§ **REQUIRED WORK**:
A) Sum up the thread on stop words in hyphenated words in two sentences.
B) Reproduce word for word the passage of the thread on stop words in hyphenated words starting with "Handling stop words" and going on through "a stop word.".

§ **TEXT TO READ**:
----

Search code examples
pythonnlpspacystop-words

Handling stop words that are part of hyphenated words while preprocessing text


While pre-processing text by removal of special characters followed by removal of stop words, words such as add-on and non-committal get converted to add and committal respectively. What is the best approach to handle these cases?


Solution

  • The "best" approach depends on what the intended application is and how you want to handle context and meaning of words. Generally, hyphenated words have a distinct meaning that wouldn't be evident if any part were removed. For example, "add-on" is treated as noun, while "add" is a verb. Similarly "committal" and "non-committal" have contrary meaning. Note that most stopword lists do not include "non" as a stop word.

    The following solution makes the assumption that you'd like to treat hyphenated words as a whole and not individual parts, yet still remove non-alpha characters and stop words. This is done by:

    1. expanding contractions,
    2. removing stop words,
    3. removing non-alpha characters, and then
    4. collapsing hyphenated words.

    The last step also handles cases where the original text fails to add a hyphen between "non" and the subsequent word (e.g. "non starter"). Additionally, I've included the option to keep numbers if you desire. Just uncomment the the parts of code where you see # to include nums.

----

Records of labeled points:
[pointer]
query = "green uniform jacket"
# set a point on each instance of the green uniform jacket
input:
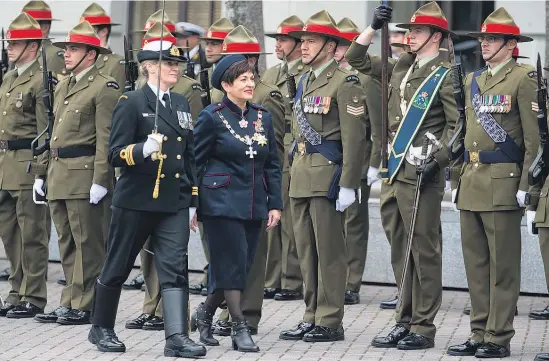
(82, 117)
(273, 76)
(311, 174)
(442, 116)
(23, 117)
(493, 187)
(112, 65)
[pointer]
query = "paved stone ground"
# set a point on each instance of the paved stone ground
(29, 340)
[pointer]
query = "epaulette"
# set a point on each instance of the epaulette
(257, 106)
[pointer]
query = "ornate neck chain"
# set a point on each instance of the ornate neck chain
(258, 137)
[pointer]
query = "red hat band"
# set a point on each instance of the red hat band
(242, 48)
(321, 29)
(429, 20)
(500, 29)
(83, 39)
(24, 34)
(97, 20)
(170, 27)
(39, 14)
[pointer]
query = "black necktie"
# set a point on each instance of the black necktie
(166, 99)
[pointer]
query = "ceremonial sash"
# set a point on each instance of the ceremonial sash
(490, 125)
(329, 150)
(417, 109)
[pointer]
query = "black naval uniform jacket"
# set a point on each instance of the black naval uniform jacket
(133, 120)
(232, 184)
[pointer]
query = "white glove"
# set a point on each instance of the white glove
(152, 144)
(454, 200)
(345, 199)
(521, 197)
(97, 193)
(192, 212)
(372, 175)
(530, 215)
(37, 188)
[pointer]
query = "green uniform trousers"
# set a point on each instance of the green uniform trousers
(356, 230)
(318, 229)
(491, 244)
(252, 297)
(80, 228)
(422, 288)
(23, 232)
(282, 269)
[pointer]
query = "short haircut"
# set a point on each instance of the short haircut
(236, 70)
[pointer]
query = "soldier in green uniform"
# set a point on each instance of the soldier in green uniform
(242, 41)
(356, 216)
(421, 100)
(283, 279)
(22, 223)
(501, 143)
(78, 173)
(41, 12)
(151, 318)
(328, 126)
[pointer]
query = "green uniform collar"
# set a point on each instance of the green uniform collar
(498, 67)
(82, 73)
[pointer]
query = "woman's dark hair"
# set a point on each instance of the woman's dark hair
(236, 70)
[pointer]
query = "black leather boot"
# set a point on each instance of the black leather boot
(103, 317)
(242, 340)
(202, 319)
(175, 302)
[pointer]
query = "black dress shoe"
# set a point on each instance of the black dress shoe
(6, 308)
(389, 305)
(352, 297)
(24, 310)
(196, 289)
(5, 274)
(324, 334)
(105, 339)
(180, 345)
(221, 328)
(491, 350)
(540, 314)
(397, 333)
(134, 284)
(137, 323)
(542, 357)
(269, 293)
(52, 316)
(297, 332)
(468, 348)
(75, 317)
(155, 323)
(415, 341)
(288, 295)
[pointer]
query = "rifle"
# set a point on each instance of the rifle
(537, 173)
(204, 79)
(4, 64)
(130, 67)
(455, 145)
(384, 96)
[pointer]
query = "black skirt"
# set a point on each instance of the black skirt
(232, 244)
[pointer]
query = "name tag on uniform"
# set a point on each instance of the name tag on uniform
(185, 120)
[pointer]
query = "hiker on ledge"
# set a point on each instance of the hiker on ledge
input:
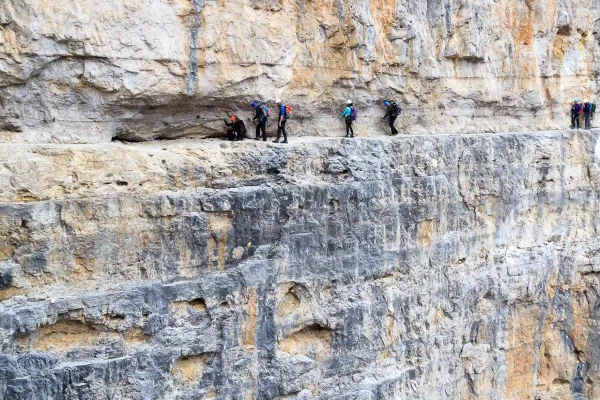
(236, 128)
(392, 112)
(284, 112)
(261, 117)
(349, 115)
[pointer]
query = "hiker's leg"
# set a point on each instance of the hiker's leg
(393, 128)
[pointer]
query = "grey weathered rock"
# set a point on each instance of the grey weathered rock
(87, 70)
(446, 267)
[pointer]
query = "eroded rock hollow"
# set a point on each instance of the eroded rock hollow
(85, 71)
(433, 267)
(464, 265)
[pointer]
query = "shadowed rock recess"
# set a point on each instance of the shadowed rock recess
(431, 267)
(83, 71)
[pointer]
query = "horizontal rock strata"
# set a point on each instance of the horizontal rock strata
(86, 71)
(446, 267)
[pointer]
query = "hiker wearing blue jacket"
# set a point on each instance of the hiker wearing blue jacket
(261, 118)
(587, 113)
(576, 110)
(349, 116)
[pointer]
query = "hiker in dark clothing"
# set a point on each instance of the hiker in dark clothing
(576, 110)
(237, 128)
(282, 120)
(261, 118)
(349, 115)
(587, 113)
(392, 111)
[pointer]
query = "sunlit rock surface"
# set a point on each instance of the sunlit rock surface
(84, 71)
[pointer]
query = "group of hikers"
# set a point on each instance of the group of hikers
(578, 110)
(236, 129)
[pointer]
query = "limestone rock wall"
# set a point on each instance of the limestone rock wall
(434, 267)
(85, 71)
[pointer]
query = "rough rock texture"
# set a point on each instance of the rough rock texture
(433, 267)
(89, 70)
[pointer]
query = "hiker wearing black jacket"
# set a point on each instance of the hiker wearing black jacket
(392, 111)
(587, 113)
(282, 121)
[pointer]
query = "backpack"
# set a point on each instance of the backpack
(266, 112)
(395, 109)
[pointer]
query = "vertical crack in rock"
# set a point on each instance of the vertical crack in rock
(192, 77)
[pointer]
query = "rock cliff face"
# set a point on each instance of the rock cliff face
(433, 267)
(85, 71)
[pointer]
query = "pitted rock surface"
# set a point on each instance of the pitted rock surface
(84, 71)
(425, 267)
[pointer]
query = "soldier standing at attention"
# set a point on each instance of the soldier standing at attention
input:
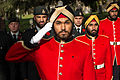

----

§ **ANSWERS IN ORDER**:
A) Removing special characters and then stop words turns hyphenated words such as add-on and non-committal into add and committal, and the thread asks how best to handle this. The reply says the best approach depends on the application, since hyphenated words have a distinct meaning, and it treats them as wholes by expanding contractions, removing stop words, removing non-alpha characters, and then collapsing hyphenated words.

B)
Handling stop words that are part of hyphenated words while preprocessing text


While pre-processing text by removal of special characters followed by removal of stop words, words such as add-on and non-committal get converted to add and committal respectively. What is the best approach to handle these cases?


Solution

  • The "best" approach depends on what the intended application is and how you want to handle context and meaning of words. Generally, hyphenated words have a distinct meaning that wouldn't be evident if any part were removed. For example, "add-on" is treated as noun, while "add" is a verb. Similarly "committal" and "non-committal" have contrary meaning. Note that most stopword lists do not include "non" as a stop word.